══ Data for the task ══
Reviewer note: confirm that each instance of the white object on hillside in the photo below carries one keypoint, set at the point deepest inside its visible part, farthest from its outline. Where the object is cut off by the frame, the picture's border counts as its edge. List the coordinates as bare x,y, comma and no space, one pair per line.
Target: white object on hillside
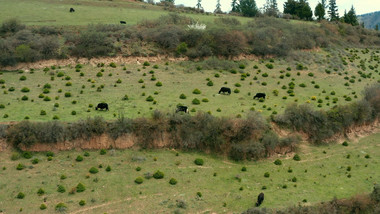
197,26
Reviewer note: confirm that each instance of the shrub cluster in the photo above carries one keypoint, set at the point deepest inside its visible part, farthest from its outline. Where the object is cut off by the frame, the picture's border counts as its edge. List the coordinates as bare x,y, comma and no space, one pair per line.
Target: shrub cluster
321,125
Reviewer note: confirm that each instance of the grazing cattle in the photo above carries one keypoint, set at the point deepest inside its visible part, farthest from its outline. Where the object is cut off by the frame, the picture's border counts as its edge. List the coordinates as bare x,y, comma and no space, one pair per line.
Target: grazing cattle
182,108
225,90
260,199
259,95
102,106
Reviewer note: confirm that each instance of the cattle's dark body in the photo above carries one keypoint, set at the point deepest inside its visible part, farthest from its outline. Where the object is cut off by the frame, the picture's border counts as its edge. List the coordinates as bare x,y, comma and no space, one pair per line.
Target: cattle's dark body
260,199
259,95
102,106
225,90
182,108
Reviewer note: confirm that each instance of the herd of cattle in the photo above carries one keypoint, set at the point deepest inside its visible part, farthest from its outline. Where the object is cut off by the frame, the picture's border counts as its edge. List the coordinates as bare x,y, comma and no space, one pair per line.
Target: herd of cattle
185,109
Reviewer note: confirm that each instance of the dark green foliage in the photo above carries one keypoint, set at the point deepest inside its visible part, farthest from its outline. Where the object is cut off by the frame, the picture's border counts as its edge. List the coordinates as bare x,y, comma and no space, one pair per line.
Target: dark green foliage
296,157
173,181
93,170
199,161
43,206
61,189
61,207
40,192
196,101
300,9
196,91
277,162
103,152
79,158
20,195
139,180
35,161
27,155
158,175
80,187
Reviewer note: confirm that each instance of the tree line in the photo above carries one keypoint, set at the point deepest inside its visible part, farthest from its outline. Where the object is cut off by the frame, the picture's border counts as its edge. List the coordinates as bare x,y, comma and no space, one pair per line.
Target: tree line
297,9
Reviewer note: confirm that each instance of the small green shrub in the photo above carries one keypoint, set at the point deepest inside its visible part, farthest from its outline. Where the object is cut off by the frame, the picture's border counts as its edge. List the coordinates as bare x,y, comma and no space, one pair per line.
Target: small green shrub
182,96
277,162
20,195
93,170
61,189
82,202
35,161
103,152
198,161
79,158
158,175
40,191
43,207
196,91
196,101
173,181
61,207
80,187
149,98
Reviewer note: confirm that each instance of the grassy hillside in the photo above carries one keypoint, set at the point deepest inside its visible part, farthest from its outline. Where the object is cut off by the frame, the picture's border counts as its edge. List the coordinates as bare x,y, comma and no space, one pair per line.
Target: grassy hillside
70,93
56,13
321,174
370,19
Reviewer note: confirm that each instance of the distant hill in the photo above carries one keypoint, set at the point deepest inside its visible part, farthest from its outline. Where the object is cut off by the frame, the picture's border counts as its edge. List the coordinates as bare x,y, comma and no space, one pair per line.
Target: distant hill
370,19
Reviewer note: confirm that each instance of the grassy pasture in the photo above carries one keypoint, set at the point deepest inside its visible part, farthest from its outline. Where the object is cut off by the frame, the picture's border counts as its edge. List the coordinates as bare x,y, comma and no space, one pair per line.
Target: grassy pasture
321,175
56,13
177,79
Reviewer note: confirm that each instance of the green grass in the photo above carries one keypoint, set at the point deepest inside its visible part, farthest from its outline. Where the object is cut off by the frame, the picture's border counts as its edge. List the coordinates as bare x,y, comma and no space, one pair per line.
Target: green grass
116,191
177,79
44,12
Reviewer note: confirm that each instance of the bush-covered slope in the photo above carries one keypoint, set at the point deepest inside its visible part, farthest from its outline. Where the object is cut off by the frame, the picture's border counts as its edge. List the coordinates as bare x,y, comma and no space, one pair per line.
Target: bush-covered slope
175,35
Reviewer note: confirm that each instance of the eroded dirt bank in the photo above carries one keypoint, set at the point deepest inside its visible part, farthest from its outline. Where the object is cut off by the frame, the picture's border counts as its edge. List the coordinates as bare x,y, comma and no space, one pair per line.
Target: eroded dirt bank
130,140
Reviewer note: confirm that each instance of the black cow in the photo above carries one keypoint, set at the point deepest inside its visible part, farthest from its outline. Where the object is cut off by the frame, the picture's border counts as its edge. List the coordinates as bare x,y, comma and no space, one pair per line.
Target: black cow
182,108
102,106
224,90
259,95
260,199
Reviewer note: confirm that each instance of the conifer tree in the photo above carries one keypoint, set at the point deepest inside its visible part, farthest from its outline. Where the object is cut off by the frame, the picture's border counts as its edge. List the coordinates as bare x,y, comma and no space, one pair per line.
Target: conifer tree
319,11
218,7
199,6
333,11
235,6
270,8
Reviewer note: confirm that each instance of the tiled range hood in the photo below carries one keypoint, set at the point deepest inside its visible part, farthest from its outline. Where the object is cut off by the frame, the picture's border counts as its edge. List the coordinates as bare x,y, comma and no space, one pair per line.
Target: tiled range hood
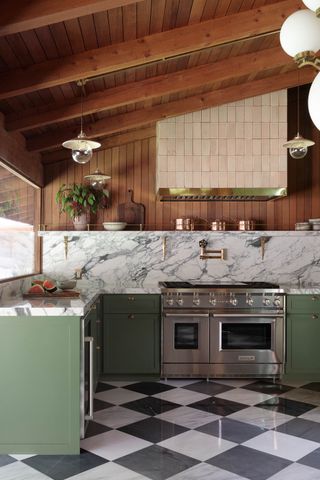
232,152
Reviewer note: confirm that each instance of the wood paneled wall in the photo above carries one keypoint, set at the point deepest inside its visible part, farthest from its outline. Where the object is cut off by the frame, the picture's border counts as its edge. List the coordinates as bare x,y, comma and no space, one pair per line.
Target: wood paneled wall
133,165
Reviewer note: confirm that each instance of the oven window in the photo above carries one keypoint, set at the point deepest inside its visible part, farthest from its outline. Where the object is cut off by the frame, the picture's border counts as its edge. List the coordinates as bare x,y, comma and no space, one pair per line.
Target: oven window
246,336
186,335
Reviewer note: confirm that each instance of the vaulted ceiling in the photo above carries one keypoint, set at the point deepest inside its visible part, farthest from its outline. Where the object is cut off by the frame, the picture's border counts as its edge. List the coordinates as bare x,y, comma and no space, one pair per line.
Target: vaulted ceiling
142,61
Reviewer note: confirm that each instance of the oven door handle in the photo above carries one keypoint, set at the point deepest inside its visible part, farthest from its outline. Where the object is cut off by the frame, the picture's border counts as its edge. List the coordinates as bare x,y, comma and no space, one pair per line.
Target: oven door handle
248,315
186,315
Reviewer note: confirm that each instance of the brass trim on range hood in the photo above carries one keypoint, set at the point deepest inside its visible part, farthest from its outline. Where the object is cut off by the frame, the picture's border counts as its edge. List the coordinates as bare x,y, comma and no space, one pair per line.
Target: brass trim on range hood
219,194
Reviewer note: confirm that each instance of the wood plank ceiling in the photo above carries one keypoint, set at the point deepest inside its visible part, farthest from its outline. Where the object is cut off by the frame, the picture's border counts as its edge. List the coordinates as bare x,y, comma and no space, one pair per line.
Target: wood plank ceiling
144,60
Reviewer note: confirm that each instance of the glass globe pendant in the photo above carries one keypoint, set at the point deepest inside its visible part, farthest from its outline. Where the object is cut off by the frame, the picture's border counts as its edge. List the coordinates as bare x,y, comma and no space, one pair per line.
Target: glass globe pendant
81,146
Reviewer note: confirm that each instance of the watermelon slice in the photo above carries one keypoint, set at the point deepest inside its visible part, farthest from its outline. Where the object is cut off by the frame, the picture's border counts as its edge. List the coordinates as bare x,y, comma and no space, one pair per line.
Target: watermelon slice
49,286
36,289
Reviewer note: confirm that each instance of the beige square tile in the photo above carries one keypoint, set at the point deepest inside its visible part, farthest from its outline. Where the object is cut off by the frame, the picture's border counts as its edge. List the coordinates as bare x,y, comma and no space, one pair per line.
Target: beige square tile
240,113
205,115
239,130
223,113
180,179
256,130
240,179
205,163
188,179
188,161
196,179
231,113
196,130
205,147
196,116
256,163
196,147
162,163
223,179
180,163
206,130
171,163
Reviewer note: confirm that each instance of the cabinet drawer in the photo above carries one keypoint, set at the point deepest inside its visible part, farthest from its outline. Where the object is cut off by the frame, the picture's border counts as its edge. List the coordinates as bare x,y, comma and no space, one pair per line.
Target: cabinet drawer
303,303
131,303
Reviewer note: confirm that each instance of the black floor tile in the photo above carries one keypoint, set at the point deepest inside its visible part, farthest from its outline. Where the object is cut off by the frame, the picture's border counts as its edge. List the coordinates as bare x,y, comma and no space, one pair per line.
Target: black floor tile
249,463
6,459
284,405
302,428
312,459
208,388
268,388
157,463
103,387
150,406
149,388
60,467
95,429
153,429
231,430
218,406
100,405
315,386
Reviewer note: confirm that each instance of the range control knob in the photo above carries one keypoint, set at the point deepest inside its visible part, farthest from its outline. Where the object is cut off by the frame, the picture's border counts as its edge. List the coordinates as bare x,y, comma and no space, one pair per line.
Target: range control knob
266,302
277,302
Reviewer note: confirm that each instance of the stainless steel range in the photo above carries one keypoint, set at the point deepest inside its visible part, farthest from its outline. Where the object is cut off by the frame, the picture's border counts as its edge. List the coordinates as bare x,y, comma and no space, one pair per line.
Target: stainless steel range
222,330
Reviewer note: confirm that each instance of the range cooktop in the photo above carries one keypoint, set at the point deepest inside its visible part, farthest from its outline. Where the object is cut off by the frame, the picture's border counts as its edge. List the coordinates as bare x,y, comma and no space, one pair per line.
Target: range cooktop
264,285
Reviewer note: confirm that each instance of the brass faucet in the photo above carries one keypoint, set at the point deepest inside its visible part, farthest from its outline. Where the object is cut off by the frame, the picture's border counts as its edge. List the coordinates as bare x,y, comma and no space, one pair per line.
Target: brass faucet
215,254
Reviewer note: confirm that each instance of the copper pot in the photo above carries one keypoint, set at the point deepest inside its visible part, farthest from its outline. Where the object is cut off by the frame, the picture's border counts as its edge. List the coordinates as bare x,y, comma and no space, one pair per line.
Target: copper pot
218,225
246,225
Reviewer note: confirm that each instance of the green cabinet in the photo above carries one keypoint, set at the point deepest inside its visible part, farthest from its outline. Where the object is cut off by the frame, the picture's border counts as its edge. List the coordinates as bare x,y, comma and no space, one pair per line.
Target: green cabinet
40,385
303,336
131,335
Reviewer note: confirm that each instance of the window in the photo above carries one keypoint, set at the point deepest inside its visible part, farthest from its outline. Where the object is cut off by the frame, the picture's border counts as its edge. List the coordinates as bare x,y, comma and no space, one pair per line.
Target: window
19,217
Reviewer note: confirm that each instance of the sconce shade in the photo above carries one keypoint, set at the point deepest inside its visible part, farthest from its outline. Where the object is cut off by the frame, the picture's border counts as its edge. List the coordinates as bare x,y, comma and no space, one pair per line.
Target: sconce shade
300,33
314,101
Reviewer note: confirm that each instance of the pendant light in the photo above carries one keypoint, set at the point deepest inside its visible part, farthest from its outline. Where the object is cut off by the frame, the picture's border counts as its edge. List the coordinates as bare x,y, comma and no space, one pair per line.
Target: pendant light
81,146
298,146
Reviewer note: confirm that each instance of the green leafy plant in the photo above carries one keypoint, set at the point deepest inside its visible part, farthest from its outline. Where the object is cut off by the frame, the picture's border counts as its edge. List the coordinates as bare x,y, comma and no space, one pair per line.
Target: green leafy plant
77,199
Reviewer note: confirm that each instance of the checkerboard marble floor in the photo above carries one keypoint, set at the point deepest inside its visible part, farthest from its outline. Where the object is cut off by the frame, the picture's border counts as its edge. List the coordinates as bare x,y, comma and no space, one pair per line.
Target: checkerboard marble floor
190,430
═══
- Your objective
Among the records above, find each line containing the string "below" and copy it.

- Response area
Reviewer note: confirm that each instance of the white object on hillside in the photo below carries one keypoint, set at the point deepest inside its visible part, farthest from its outline. Where the object is cut off by the frame, the picture's border counts as its edge. List the coordinates as bare x,y, comma and no space, one pair per line.
Reviewer note: confirm that each instance of the tiled range hood in the photo below carries one keypoint, set at the point deepest inside its visible part, farthest from its outline. Where the object is cut off by the frame, the picture's border counts as its edge. List the coordinates as bare x,y, comma and no space, one pair per line.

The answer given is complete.